Since the copy must hold text only, transcribe the data below exactly and omit the images.

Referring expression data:

━━━━━━

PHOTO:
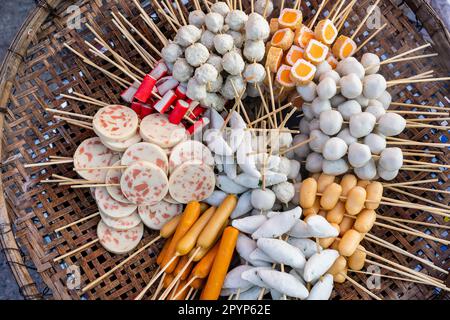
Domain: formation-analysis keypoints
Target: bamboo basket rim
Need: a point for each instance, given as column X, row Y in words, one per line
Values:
column 12, row 60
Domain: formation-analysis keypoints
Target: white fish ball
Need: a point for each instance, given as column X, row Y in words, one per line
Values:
column 223, row 43
column 334, row 149
column 367, row 171
column 374, row 85
column 314, row 162
column 326, row 89
column 214, row 22
column 319, row 140
column 334, row 167
column 182, row 71
column 233, row 63
column 349, row 108
column 370, row 62
column 303, row 150
column 391, row 159
column 197, row 18
column 196, row 54
column 263, row 199
column 331, row 122
column 171, row 52
column 351, row 86
column 361, row 124
column 358, row 154
column 254, row 50
column 375, row 142
column 318, row 106
column 391, row 124
column 346, row 136
column 308, row 91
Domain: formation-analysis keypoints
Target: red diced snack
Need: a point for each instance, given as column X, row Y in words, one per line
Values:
column 178, row 112
column 160, row 70
column 165, row 102
column 198, row 125
column 145, row 89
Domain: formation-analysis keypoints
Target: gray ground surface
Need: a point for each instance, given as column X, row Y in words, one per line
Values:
column 13, row 13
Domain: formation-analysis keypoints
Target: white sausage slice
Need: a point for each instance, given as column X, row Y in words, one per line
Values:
column 155, row 216
column 92, row 153
column 157, row 129
column 145, row 151
column 111, row 207
column 119, row 242
column 188, row 151
column 125, row 223
column 144, row 183
column 191, row 181
column 115, row 122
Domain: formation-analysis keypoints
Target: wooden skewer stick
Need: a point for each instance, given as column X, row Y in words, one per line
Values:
column 122, row 263
column 70, row 253
column 77, row 222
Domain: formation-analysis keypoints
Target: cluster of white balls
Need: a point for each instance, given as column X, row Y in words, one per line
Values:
column 217, row 54
column 345, row 113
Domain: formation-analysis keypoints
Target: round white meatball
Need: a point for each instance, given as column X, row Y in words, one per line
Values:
column 314, row 162
column 182, row 71
column 374, row 85
column 331, row 122
column 262, row 199
column 307, row 91
column 391, row 159
column 223, row 43
column 254, row 50
column 367, row 171
column 334, row 149
column 334, row 167
column 206, row 73
column 196, row 54
column 326, row 89
column 220, row 8
column 370, row 62
column 256, row 27
column 375, row 142
column 197, row 18
column 188, row 35
column 171, row 52
column 361, row 124
column 233, row 63
column 319, row 140
column 254, row 73
column 214, row 22
column 391, row 124
column 195, row 90
column 351, row 86
column 236, row 20
column 358, row 154
column 207, row 39
column 349, row 108
column 284, row 192
column 318, row 106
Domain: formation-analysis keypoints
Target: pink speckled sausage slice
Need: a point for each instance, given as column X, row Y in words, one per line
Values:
column 188, row 151
column 144, row 183
column 145, row 151
column 192, row 181
column 112, row 207
column 115, row 122
column 157, row 129
column 92, row 153
column 119, row 241
column 155, row 216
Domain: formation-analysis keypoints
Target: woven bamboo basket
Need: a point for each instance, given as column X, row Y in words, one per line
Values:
column 37, row 69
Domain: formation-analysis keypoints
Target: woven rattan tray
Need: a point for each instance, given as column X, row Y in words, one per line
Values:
column 38, row 69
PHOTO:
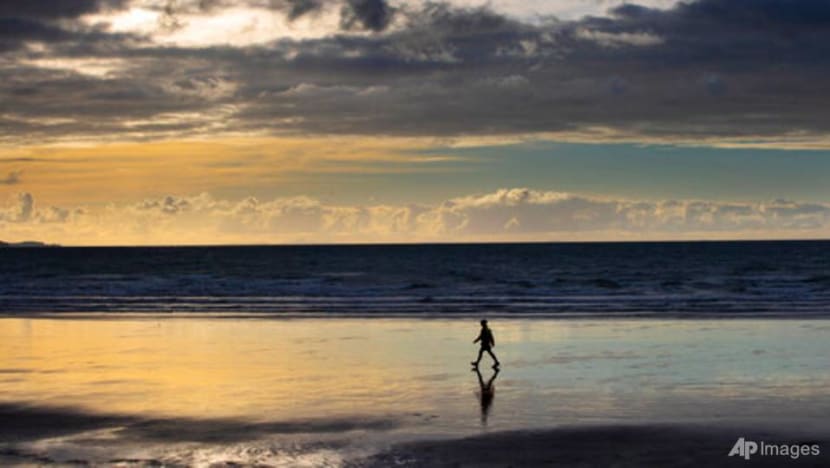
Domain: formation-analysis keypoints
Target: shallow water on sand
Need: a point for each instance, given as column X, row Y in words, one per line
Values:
column 317, row 391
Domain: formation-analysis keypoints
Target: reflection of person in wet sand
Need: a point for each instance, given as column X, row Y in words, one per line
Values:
column 488, row 391
column 487, row 342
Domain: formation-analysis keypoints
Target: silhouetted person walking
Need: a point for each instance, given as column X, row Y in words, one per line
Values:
column 487, row 343
column 488, row 392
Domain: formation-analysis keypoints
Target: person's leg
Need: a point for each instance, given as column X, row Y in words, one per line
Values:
column 492, row 356
column 480, row 352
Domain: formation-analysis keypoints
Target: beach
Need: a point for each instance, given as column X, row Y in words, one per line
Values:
column 213, row 391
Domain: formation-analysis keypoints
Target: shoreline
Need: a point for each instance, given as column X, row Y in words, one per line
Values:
column 588, row 316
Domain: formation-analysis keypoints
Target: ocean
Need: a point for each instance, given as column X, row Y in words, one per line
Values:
column 662, row 279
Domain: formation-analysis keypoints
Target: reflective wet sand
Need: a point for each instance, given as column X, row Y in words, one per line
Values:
column 180, row 387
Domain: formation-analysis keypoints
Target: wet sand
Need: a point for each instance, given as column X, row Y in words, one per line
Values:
column 351, row 392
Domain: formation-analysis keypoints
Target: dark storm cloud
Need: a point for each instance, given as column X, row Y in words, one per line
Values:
column 373, row 15
column 705, row 69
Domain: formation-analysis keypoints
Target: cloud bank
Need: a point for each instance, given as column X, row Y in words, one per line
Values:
column 704, row 70
column 506, row 214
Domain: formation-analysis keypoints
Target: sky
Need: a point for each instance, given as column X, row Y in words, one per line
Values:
column 322, row 121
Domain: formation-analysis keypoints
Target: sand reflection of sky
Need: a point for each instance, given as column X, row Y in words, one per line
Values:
column 555, row 371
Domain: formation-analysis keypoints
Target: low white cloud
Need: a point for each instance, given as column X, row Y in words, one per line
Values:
column 506, row 214
column 607, row 39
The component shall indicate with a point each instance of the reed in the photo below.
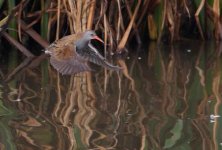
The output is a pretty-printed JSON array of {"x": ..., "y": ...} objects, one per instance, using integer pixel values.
[{"x": 121, "y": 21}]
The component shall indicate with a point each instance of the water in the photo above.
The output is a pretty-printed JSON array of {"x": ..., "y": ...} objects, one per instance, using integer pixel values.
[{"x": 167, "y": 97}]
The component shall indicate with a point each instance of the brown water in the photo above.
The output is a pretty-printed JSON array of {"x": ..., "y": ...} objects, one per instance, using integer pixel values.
[{"x": 167, "y": 97}]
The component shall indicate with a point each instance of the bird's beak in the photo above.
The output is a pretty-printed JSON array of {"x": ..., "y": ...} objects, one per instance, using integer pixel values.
[{"x": 97, "y": 38}]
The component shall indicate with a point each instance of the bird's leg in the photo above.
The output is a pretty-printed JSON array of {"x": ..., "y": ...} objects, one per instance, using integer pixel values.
[{"x": 48, "y": 52}]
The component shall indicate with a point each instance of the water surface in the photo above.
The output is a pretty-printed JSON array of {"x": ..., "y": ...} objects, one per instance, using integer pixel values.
[{"x": 167, "y": 97}]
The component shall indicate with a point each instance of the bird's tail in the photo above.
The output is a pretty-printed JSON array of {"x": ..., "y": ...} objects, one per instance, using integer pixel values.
[{"x": 111, "y": 67}]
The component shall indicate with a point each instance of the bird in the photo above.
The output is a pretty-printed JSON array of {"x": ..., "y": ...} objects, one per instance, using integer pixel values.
[{"x": 71, "y": 54}]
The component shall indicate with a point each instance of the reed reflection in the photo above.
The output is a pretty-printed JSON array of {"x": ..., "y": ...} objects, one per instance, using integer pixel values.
[{"x": 162, "y": 99}]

━━━━━━

Response area:
PHOTO:
Domain: formation-analysis keypoints
Target: bamboo basket rim
Need: a point for each instance, given as column X, row Y in words, one per line
Values:
column 12, row 60
Domain: formation-analysis keypoints
Target: white fish ball
Need: a point for each instance, given as column X, row Y in words, one per line
Values:
column 223, row 43
column 334, row 149
column 367, row 171
column 374, row 85
column 314, row 162
column 326, row 89
column 214, row 22
column 319, row 140
column 334, row 167
column 182, row 71
column 233, row 63
column 349, row 108
column 370, row 62
column 303, row 150
column 391, row 159
column 197, row 18
column 196, row 54
column 263, row 199
column 331, row 122
column 171, row 52
column 351, row 86
column 361, row 124
column 358, row 154
column 254, row 50
column 375, row 142
column 318, row 106
column 391, row 124
column 346, row 136
column 308, row 91
Domain: formation-analysis keypoints
Target: red diced snack
Need: a point for each instance, given as column X, row Y in words, one per line
Values:
column 178, row 112
column 160, row 70
column 165, row 102
column 198, row 125
column 145, row 89
Domain: formation-analysis keypoints
Target: gray ground surface
Need: a point for each instance, given as column X, row Y in words, one per line
Values:
column 13, row 13
Domain: formation-analysis keypoints
Target: white sausage slice
Need: a point for each instance, given as column X, row Y in words, one per line
Values:
column 155, row 216
column 92, row 153
column 157, row 129
column 145, row 151
column 111, row 207
column 119, row 242
column 188, row 151
column 125, row 223
column 144, row 183
column 191, row 181
column 115, row 122
Domain: formation-analysis keypoints
Target: wooden skewer stick
Need: a point for each instance, given as column X, row Y in words, one per line
Values:
column 122, row 263
column 70, row 253
column 77, row 222
Domain: formation-analysis keypoints
Target: cluster of white balls
Need: a point for each instance, given as column X, row Y in words, one per line
Values:
column 217, row 54
column 345, row 113
Domain: formation-analysis keypoints
Target: round white meatball
Need: a point for each instance, given as column X, row Y in words, one per line
Values:
column 314, row 162
column 182, row 71
column 374, row 85
column 331, row 122
column 262, row 199
column 307, row 91
column 391, row 159
column 223, row 43
column 254, row 50
column 367, row 171
column 334, row 149
column 334, row 167
column 206, row 73
column 196, row 54
column 326, row 89
column 220, row 8
column 370, row 62
column 256, row 27
column 375, row 142
column 197, row 18
column 188, row 35
column 171, row 52
column 361, row 124
column 233, row 63
column 319, row 140
column 254, row 73
column 214, row 22
column 391, row 124
column 195, row 90
column 351, row 86
column 236, row 20
column 358, row 154
column 207, row 39
column 349, row 108
column 284, row 192
column 318, row 106
Domain: formation-analysis keypoints
Target: pink speckled sausage slice
Need: a point for each instance, given as column X, row Y in words, one per line
Values:
column 188, row 151
column 144, row 183
column 145, row 151
column 192, row 181
column 112, row 207
column 115, row 122
column 157, row 129
column 92, row 153
column 119, row 241
column 155, row 216
Domain: formation-analysis keypoints
Target: woven bamboo basket
Need: a point for each instance, given as column X, row Y in words, one per line
Values:
column 37, row 69
Domain: formation-analysis keypoints
Target: woven rattan tray
Need: a point for each instance, given as column X, row Y in words, one per line
Values:
column 38, row 69
PHOTO:
Domain: formation-analysis keypoints
Target: shallow water on sand
Need: a point for each instance, given as column X, row Y in words, one per line
Values:
column 317, row 391
Domain: formation-analysis keypoints
Target: reflection of person in wet sand
Need: a point for each instance, given as column X, row Y in words, one per line
Values:
column 488, row 391
column 487, row 342
Domain: formation-analysis keypoints
Target: silhouetted person walking
Need: a point for each instance, given as column X, row Y in words, one per line
Values:
column 487, row 343
column 488, row 392
Domain: formation-analysis keypoints
Target: person's leg
Need: a point for each instance, given as column X, row Y in words, one per line
Values:
column 492, row 356
column 480, row 352
Domain: formation-analysis keypoints
Target: beach
Need: a point for each instance, given as column X, row Y in words, one per line
Values:
column 213, row 391
Domain: formation-analysis keypoints
Target: shoreline
Need: a point for each instance, given as column X, row Y in words, one per line
Values:
column 588, row 316
Domain: formation-analysis keypoints
Target: ocean
Need: a point for each instance, given as column X, row Y in words, one per line
Values:
column 662, row 279
Domain: formation-analysis keypoints
Target: reflective wet sand
Need: a point for each instance, given as column X, row Y in words, one per line
Values:
column 180, row 387
Domain: formation-analysis keypoints
Target: wet sand
Need: a point for each instance, given as column X, row Y in words, one per line
Values:
column 351, row 392
Domain: formation-analysis keypoints
Target: dark storm cloud
Need: a point for each instance, given as column X, row Y in words, one per line
Values:
column 373, row 15
column 705, row 69
Domain: formation-analysis keypoints
Target: cloud bank
Need: a point for each instance, given as column X, row Y in words, one per line
Values:
column 704, row 70
column 506, row 214
Domain: formation-analysis keypoints
Target: sky
Need: a point for each instance, given as column X, row Y in words, one per line
Values:
column 322, row 121
Domain: formation-analysis keypoints
Target: sand reflection of sky
Need: a point for each instance, given as column X, row Y in words, one per line
Values:
column 555, row 371
Domain: formation-analysis keypoints
Target: low white cloud
Need: a point for each instance, given as column X, row Y in words, one per line
Values:
column 506, row 214
column 607, row 39
The component shall indicate with a point each instance of the reed in the photo below.
The output is a pretty-printed JSON array of {"x": ..., "y": ...} objects, one per instance, using integer pixel values.
[{"x": 121, "y": 21}]
The component shall indicate with a point each instance of the water in the photo above.
The output is a pretty-printed JSON array of {"x": ..., "y": ...} objects, one per instance, using integer pixel values.
[{"x": 167, "y": 97}]
The component shall indicate with a point each instance of the brown water in the photo above.
The output is a pretty-printed JSON array of {"x": ..., "y": ...} objects, one per instance, using integer pixel values.
[{"x": 167, "y": 97}]
The component shall indicate with a point each instance of the bird's beak in the photo above.
The output is a pretty-printed JSON array of {"x": ..., "y": ...} objects, one per instance, using integer pixel values.
[{"x": 97, "y": 38}]
The component shall indicate with a point each instance of the bird's leg in the photo above.
The output is a pretty-printed JSON array of {"x": ..., "y": ...} objects, one per instance, using integer pixel values.
[{"x": 48, "y": 52}]
The component shall indicate with a point each instance of the water surface in the photo above.
The output is a pretty-printed JSON array of {"x": ..., "y": ...} objects, one per instance, using integer pixel values.
[{"x": 167, "y": 97}]
The component shall indicate with a point each instance of the bird's tail in the photo above.
The output is a pretty-printed JSON array of {"x": ..., "y": ...} objects, one per instance, using integer pixel values.
[{"x": 111, "y": 67}]
The component shall indicate with a point each instance of the bird in the photo above.
The output is a pretty-printed JSON array of {"x": ..., "y": ...} objects, one per instance, using integer pixel values.
[{"x": 71, "y": 54}]
The component shall indicate with a point each instance of the reed reflection in the photo above.
The output is a pretty-printed JSON array of {"x": ..., "y": ...} objects, one per instance, using integer pixel values.
[{"x": 162, "y": 99}]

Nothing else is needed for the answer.